**ASSIGNMENT**
Copy out the news article on Gov. Jay Inslee's supplemental budget proposal word for word, in full.

**EXCERPT PROVIDED**
OLYMPIA — Washington Gov. Jay Inslee unveiled a new supplemental state budget Thursday that puts billions of dollars in new spending into pandemic response, homelessness, climate change, transportation projects, state employee raises and other items.
Inslee’s $61.8 billion supplemental proposal expands upon the roughly $59 billion two-year spending plan approved by lawmakers and the governor this spring.
The 2022 spending plan proposes neither any new taxes nor any tax cuts. But it adds billions in new spending from stronger-than-expected tax collections, remaining federal COVID-19 relief dollars and savings found in the current budget.
In a news conference, Inslee cited a variety of challenges — from Washington’s acute homelessness and housing-shortage problem, to students struggling to learn amid COVID and various infrastructure needs — as justification for an unusually large supplemental spending plan.
“We simply have to recognize this: Our state is faced with multiple crises, and we have to respond to these this next year,” Inslee said. “Timidity will not cut it; we need urgent action.”
Republican lawmakers — who are in the minority in the state House and Senate — quickly blasted Inslee’s ambitions.
“At a time when the state is overwhelmed with cash, it is disappointing, though not surprising, to see that the governor’s budget proposal does not include any tax relief for the families who have struggled through the pandemic and who are now experiencing the highest rate of inflation since 1982,” Rep. Drew Stokesbary, R-Auburn, said in a statement.

**RAW DATA**

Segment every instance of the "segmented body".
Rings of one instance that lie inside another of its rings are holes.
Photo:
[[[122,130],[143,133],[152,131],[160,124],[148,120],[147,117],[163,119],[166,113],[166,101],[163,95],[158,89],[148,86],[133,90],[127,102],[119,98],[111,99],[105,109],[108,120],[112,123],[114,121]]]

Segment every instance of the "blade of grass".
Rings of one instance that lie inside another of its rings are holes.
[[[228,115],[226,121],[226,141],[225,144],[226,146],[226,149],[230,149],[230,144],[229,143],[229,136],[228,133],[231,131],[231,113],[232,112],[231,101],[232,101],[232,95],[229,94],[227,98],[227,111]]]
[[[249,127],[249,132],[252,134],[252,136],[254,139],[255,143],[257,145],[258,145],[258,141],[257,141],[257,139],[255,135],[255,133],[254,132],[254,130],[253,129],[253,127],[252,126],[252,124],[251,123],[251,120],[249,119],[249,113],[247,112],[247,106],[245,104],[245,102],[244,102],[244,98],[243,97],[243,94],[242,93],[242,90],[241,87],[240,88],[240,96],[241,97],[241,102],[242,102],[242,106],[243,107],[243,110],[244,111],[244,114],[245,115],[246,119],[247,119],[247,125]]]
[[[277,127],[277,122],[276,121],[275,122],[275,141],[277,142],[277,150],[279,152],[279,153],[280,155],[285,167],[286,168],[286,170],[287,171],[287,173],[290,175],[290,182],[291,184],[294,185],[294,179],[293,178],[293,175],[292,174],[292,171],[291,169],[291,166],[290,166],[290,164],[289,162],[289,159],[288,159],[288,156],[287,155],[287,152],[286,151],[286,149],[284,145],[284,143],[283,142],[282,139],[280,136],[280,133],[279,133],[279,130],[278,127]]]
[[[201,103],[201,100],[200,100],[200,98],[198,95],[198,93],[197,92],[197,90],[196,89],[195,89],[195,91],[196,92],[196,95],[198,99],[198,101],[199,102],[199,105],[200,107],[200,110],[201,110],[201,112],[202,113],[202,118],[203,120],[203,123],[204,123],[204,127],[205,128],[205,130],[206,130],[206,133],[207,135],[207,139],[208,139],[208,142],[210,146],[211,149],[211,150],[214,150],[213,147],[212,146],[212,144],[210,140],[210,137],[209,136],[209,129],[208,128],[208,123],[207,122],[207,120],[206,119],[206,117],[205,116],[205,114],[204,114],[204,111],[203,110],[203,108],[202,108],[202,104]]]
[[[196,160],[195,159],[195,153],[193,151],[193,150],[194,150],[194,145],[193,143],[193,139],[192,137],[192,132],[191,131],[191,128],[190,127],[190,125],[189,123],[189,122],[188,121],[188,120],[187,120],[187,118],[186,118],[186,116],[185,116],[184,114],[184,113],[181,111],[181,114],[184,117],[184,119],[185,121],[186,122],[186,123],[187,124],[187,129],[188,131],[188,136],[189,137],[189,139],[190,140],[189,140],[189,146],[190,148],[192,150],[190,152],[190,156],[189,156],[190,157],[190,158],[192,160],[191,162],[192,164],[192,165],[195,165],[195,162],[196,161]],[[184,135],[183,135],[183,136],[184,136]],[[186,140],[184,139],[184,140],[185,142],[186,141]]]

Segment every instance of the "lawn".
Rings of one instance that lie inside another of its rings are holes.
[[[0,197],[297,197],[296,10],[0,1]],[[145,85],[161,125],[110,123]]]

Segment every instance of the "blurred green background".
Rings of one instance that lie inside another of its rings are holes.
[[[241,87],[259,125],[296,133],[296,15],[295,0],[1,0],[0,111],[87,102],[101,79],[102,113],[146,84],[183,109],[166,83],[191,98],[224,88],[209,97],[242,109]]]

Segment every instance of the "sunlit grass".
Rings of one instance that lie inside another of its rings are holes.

**SOLVED EXERCISE**
OLYMPIA — Washington Gov. Jay Inslee unveiled a new supplemental state budget Thursday that puts billions of dollars in new spending into pandemic response, homelessness, climate change, transportation projects, state employee raises and other items.
Inslee’s $61.8 billion supplemental proposal expands upon the roughly $59 billion two-year spending plan approved by lawmakers and the governor this spring.
The 2022 spending plan proposes neither any new taxes nor any tax cuts. But it adds billions in new spending from stronger-than-expected tax collections, remaining federal COVID-19 relief dollars and savings found in the current budget.
In a news conference, Inslee cited a variety of challenges — from Washington’s acute homelessness and housing-shortage problem, to students struggling to learn amid COVID and various infrastructure needs — as justification for an unusually large supplemental spending plan.
“We simply have to recognize this: Our state is faced with multiple crises, and we have to respond to these this next year,” Inslee said. “Timidity will not cut it; we need urgent action.”
Republican lawmakers — who are in the minority in the state House and Senate — quickly blasted Inslee’s ambitions.
“At a time when the state is overwhelmed with cash, it is disappointing, though not surprising, to see that the governor’s budget proposal does not include any tax relief for the families who have struggled through the pandemic and who are now experiencing the highest rate of inflation since 1982,” Rep. Drew Stokesbary, R-Auburn, said in a statement.